▶ [Problem statement]: Count the lines of the data below that contain the string "tile", and give only that number.

━━━━━ Supplied records ━━━━━

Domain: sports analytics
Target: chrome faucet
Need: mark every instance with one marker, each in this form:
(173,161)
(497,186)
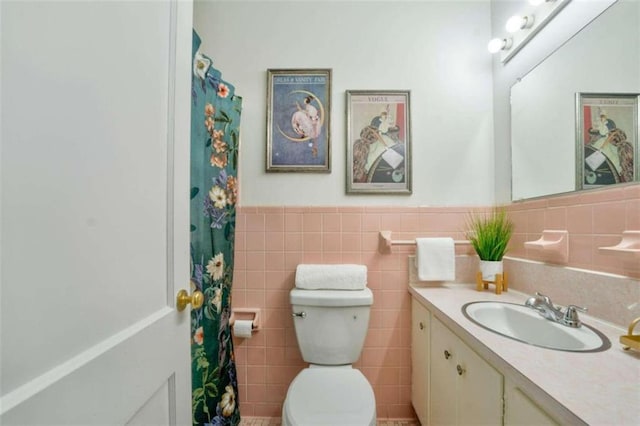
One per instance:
(546,309)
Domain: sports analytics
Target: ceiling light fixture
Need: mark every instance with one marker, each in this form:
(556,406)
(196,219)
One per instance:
(498,44)
(517,23)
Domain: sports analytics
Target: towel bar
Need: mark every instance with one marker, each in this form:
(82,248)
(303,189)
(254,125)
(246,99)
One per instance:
(385,242)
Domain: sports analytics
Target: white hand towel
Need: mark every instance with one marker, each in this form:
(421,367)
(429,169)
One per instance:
(436,259)
(331,277)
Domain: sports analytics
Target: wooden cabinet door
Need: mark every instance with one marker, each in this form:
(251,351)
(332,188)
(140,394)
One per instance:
(465,389)
(420,360)
(479,390)
(442,376)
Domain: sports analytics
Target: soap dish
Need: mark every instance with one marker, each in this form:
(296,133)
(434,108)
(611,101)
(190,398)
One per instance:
(631,341)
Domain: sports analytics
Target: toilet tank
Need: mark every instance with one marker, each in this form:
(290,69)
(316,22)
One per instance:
(331,325)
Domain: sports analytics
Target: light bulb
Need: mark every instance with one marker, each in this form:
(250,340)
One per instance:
(498,44)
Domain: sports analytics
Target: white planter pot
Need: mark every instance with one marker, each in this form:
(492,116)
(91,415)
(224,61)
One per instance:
(489,269)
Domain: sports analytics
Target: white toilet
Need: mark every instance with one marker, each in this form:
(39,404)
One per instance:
(331,326)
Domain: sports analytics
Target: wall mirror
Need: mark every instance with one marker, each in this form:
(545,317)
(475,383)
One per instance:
(603,58)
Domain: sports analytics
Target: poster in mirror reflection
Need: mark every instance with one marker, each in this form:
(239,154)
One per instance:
(607,144)
(378,142)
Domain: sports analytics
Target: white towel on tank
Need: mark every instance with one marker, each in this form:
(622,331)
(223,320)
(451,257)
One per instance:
(331,277)
(436,259)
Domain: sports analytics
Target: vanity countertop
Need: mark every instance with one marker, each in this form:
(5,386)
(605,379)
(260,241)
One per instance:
(596,388)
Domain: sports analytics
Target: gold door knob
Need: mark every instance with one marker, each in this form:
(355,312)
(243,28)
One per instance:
(183,299)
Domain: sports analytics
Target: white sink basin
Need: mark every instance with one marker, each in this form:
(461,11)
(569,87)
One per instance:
(523,324)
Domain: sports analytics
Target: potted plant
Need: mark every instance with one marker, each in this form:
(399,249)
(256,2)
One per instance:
(489,233)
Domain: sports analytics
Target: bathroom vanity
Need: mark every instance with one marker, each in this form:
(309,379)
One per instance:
(464,374)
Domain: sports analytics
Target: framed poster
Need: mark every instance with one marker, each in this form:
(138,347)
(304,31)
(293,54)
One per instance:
(607,139)
(299,120)
(378,142)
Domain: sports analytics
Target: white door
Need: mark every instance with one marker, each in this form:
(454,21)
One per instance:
(94,244)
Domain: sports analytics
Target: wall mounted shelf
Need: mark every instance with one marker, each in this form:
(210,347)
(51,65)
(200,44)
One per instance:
(628,246)
(553,243)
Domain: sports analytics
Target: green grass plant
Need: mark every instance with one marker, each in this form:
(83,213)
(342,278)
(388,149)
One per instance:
(489,233)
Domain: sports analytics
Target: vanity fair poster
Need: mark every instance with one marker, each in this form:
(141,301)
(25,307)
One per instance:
(378,142)
(609,139)
(298,120)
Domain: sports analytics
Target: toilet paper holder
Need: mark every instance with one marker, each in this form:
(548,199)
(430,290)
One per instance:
(252,314)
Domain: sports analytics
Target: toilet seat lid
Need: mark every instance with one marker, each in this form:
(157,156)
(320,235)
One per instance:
(330,396)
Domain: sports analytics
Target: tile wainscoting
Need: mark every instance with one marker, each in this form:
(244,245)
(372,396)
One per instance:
(272,241)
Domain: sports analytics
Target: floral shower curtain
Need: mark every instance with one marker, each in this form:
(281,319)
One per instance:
(215,121)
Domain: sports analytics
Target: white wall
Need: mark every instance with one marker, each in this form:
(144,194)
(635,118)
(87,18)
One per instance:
(570,20)
(435,49)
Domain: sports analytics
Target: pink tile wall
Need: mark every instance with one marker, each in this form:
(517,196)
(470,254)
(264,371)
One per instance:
(594,219)
(272,241)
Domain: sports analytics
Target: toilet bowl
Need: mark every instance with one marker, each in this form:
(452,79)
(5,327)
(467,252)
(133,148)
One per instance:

━━━━━

▶ [Complete answer]: 2